**BRANO SELEZIONATO**.
==============================
Nel corso del 2024, ho seguito quotidianamente l’evoluzione della giurisprudenza italiana in materia di protezione complementare.
Ho notato come si sia consolidato un ricco patrimonio di orientamenti che meritava di essere studiato, raccolto e reso facilmente fruibile a tutti gli operatori del diritto.
Troppe volte, la frammentarietà delle decisioni rende difficile individuare una linea chiara.
Con questo libro ho voluto mettere ordine, fornendo un quadro completo e aggiornato di tutte le decisioni più rilevanti emesse dai Tribunali ordinari e dalle Sezioni Specializzate in materia di immigrazione.


Cosa contiene il libro

"La Protezione Complementare: Giurisprudenza Anno 2024" è molto più di una semplice raccolta di sentenze.
==============================
**COMPITO ASSEGNATO A**.
Stabilisci se ciascuna affermazione concorda con il brano. Rispondi sì o no e riporta tra virgolette le parole decisive del brano. (i) Nel 2024 l'evoluzione della giurisprudenza italiana sulla protezione complementare è stata seguita ogni giorno. (ii) Il libro raccoglie soltanto decisioni della Corte di Cassazione. (iii) Il libro viene presentato come una semplice raccolta di sentenze.
==============================
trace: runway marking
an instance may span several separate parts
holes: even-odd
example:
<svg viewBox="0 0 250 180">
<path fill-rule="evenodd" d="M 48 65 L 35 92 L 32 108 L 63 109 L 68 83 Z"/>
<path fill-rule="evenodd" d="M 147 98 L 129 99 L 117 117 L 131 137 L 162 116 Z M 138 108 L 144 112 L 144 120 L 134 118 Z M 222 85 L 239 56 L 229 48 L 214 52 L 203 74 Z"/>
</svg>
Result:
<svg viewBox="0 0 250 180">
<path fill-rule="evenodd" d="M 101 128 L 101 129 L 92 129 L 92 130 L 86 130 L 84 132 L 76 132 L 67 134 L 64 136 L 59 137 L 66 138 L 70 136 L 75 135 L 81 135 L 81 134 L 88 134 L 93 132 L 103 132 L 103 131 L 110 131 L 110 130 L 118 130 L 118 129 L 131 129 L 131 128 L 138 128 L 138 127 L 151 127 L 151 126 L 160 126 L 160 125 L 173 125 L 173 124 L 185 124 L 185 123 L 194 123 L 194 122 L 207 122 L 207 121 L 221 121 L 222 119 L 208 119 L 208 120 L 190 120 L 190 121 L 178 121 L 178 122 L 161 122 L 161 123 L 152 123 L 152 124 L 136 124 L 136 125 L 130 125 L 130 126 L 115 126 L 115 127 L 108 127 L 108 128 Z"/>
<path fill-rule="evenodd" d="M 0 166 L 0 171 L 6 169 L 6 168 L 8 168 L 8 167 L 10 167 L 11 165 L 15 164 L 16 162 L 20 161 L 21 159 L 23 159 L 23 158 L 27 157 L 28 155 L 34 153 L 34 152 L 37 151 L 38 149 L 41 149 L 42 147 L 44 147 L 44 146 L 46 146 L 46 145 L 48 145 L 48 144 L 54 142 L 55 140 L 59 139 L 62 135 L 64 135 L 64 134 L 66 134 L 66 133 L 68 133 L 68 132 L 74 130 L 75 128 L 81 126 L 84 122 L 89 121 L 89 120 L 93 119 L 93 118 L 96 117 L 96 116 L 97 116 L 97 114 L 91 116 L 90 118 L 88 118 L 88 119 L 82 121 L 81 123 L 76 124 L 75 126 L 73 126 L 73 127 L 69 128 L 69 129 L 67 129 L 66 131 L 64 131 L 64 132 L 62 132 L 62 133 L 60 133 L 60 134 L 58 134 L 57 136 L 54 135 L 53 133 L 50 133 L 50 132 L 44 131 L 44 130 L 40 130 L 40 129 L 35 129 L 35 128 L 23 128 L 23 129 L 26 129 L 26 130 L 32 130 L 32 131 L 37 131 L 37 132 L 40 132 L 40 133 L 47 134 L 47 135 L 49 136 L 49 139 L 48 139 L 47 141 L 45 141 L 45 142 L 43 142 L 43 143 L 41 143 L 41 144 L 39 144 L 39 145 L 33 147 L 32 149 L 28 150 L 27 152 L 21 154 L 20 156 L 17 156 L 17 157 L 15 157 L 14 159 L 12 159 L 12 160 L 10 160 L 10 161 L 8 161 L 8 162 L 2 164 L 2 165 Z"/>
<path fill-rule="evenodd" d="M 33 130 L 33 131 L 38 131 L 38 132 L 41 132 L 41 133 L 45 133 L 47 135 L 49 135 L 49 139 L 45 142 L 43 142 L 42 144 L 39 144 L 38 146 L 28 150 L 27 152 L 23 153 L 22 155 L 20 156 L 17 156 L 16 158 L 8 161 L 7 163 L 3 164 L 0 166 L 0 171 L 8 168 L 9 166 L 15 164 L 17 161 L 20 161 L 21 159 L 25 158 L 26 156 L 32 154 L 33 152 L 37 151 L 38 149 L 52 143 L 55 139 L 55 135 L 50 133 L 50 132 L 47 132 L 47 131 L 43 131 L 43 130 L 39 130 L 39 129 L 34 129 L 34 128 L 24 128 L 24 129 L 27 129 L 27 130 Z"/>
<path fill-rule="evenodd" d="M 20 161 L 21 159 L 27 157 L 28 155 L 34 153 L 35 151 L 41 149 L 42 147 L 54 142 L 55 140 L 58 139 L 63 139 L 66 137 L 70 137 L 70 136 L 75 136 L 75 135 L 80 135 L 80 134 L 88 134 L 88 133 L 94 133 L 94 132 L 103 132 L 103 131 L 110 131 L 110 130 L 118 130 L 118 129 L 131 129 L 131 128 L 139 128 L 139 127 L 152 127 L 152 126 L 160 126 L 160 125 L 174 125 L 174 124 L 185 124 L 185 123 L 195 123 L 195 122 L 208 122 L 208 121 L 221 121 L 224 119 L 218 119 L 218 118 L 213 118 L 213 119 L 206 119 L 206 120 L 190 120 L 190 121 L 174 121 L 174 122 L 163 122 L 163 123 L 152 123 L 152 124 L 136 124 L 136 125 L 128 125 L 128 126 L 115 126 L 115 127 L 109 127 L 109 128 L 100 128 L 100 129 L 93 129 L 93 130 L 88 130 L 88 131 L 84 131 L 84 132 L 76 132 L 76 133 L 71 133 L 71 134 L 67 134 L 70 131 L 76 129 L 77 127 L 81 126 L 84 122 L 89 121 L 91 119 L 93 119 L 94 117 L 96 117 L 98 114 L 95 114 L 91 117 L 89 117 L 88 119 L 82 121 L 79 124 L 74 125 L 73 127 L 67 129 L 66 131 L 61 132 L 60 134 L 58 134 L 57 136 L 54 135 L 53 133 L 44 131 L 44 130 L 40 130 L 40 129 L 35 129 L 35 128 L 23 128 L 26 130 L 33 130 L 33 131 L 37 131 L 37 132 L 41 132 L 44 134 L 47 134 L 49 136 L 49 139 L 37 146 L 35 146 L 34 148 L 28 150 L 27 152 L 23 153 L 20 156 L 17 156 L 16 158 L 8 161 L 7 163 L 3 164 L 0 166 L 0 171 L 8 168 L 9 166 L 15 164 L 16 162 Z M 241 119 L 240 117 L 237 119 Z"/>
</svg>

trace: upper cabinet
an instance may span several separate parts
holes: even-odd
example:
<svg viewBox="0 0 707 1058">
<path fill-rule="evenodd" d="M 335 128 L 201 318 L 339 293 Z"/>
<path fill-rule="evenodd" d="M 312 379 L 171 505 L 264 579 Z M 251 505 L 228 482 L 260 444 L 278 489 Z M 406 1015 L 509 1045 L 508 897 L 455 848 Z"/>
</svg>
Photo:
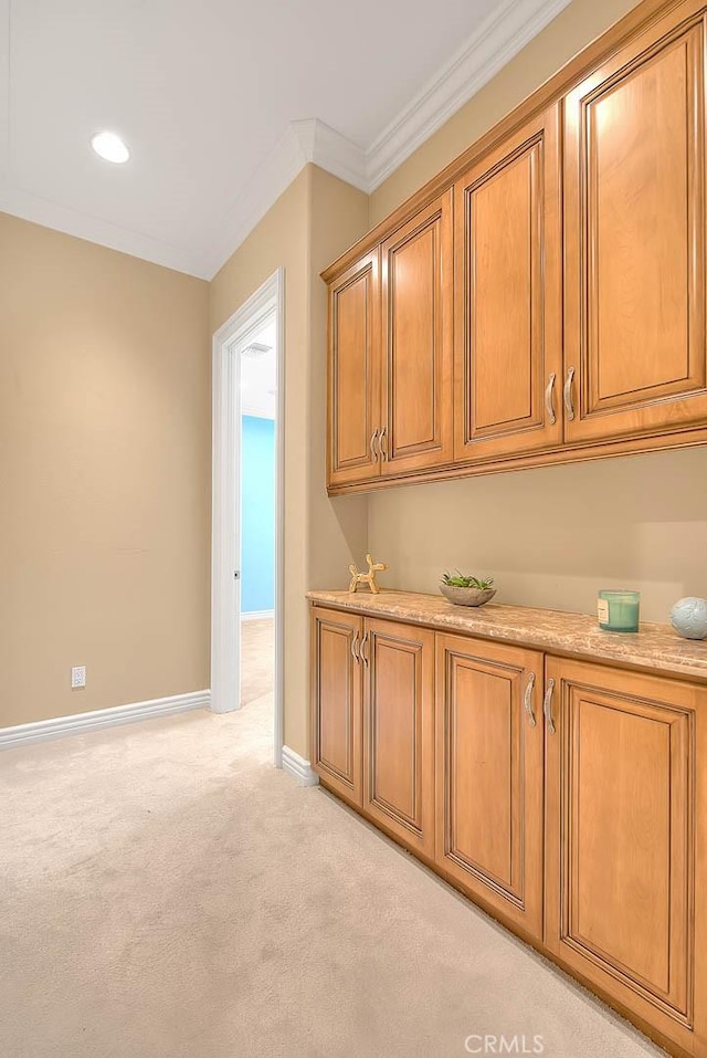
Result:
==============================
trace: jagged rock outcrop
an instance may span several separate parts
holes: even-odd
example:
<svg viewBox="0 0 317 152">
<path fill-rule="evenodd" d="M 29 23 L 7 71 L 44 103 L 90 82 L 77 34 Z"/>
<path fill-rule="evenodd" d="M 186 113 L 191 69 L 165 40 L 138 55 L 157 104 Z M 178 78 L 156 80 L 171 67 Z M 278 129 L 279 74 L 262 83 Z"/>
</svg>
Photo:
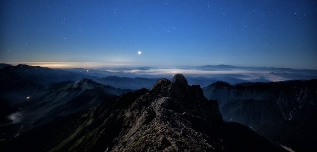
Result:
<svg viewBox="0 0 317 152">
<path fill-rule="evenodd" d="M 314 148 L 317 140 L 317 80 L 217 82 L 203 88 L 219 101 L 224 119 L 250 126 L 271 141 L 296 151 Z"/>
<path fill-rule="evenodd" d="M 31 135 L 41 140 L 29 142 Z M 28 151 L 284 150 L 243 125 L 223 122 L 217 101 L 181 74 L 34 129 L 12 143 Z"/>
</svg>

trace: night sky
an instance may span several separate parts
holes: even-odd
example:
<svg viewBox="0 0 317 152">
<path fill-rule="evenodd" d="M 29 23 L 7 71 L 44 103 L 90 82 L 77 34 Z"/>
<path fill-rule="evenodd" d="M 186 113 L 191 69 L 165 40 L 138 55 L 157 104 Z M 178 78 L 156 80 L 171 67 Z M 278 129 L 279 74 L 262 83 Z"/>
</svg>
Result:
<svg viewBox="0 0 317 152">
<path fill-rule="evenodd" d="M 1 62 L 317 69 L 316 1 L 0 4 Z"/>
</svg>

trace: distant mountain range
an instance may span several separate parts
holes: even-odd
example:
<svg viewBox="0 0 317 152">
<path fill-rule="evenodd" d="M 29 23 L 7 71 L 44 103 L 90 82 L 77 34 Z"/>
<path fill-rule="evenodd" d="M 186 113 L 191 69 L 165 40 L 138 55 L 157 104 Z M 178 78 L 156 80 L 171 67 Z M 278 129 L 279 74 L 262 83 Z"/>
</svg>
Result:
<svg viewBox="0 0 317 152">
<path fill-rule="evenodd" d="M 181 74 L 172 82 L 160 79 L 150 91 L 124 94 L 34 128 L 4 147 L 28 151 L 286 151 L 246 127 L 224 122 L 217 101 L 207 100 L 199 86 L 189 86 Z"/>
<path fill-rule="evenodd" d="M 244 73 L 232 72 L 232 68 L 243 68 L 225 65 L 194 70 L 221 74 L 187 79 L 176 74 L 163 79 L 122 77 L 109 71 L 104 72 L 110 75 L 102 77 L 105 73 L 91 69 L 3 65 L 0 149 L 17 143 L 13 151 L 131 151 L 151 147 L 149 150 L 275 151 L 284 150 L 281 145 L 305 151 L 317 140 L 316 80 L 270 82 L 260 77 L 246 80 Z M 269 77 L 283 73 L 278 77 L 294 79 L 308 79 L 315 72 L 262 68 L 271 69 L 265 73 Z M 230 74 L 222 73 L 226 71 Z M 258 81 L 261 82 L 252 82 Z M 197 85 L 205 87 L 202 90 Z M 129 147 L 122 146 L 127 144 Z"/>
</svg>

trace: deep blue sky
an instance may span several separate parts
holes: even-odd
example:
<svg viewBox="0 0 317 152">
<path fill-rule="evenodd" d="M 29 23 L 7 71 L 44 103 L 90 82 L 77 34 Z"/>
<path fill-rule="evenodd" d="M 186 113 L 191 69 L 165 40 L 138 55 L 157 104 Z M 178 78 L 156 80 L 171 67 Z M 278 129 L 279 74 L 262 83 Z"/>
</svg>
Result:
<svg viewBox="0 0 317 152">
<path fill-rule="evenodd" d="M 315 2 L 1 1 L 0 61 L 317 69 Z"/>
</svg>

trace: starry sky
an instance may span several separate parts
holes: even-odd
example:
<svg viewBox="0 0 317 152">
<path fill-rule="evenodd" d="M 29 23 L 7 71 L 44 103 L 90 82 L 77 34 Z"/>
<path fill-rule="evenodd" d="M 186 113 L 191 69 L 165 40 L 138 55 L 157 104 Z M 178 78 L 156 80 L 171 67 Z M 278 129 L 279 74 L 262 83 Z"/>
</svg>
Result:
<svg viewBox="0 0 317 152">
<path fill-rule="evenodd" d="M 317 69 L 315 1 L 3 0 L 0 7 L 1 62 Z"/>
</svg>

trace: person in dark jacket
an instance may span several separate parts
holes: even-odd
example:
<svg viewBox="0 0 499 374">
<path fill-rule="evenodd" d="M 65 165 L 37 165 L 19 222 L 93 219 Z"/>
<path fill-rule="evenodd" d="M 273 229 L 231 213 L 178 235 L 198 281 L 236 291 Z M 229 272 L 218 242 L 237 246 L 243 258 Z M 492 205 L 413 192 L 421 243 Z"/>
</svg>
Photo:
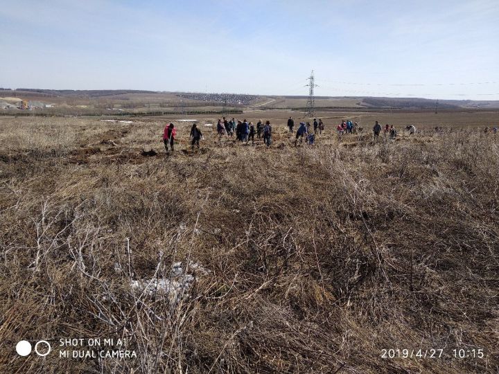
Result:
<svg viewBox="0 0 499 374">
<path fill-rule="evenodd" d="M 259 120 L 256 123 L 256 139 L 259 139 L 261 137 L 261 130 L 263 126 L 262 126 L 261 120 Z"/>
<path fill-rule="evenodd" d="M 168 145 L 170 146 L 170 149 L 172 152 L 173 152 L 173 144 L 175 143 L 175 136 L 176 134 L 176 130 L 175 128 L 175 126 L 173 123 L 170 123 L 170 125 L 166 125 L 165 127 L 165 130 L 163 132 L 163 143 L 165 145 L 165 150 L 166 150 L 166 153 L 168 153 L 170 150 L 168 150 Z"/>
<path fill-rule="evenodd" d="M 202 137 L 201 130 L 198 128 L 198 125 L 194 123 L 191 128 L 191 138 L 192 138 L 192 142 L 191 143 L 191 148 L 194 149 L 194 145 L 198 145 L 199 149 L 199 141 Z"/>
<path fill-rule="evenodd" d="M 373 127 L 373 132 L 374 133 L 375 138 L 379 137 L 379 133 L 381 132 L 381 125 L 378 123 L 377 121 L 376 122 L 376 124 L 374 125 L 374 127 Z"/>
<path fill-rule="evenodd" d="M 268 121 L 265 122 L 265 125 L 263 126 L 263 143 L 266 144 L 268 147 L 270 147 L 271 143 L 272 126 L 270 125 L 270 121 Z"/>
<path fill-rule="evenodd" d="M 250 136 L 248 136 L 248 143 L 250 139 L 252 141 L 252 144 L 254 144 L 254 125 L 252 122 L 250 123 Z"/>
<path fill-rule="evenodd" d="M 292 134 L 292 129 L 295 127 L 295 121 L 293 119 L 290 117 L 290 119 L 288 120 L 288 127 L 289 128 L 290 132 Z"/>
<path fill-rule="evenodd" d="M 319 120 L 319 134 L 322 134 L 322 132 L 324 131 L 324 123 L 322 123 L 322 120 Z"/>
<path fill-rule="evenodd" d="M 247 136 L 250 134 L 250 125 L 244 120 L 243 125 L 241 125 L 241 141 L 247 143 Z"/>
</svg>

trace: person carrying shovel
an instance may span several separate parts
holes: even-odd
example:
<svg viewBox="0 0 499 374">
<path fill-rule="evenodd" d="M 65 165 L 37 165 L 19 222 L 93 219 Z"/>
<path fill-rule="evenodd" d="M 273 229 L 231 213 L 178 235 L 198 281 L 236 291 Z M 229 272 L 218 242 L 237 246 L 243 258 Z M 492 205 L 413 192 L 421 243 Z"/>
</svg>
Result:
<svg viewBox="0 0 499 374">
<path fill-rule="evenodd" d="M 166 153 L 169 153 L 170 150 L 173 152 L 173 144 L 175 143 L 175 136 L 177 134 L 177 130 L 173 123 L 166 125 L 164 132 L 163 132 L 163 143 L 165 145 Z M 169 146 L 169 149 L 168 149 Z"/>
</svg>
==============================
**COMPITO ASSEGNATO B**.
Conta le righe dei record che contengono la parola "person". Maiuscole e minuscole contano. Scrivi soltanto il numero.

**RISULTATO FINALE A**.
(i) Sì: "Nel corso del 2024, ho seguito quotidianamente l’evoluzione della giurisprudenza italiana in materia di protezione complementare."
(ii) No: "tutte le decisioni più rilevanti emesse dai Tribunali ordinari e dalle Sezioni Specializzate in materia di immigrazione"
(iii) No: "è molto più di una semplice raccolta di sentenze"

**RISULTATO FINALE B**.
2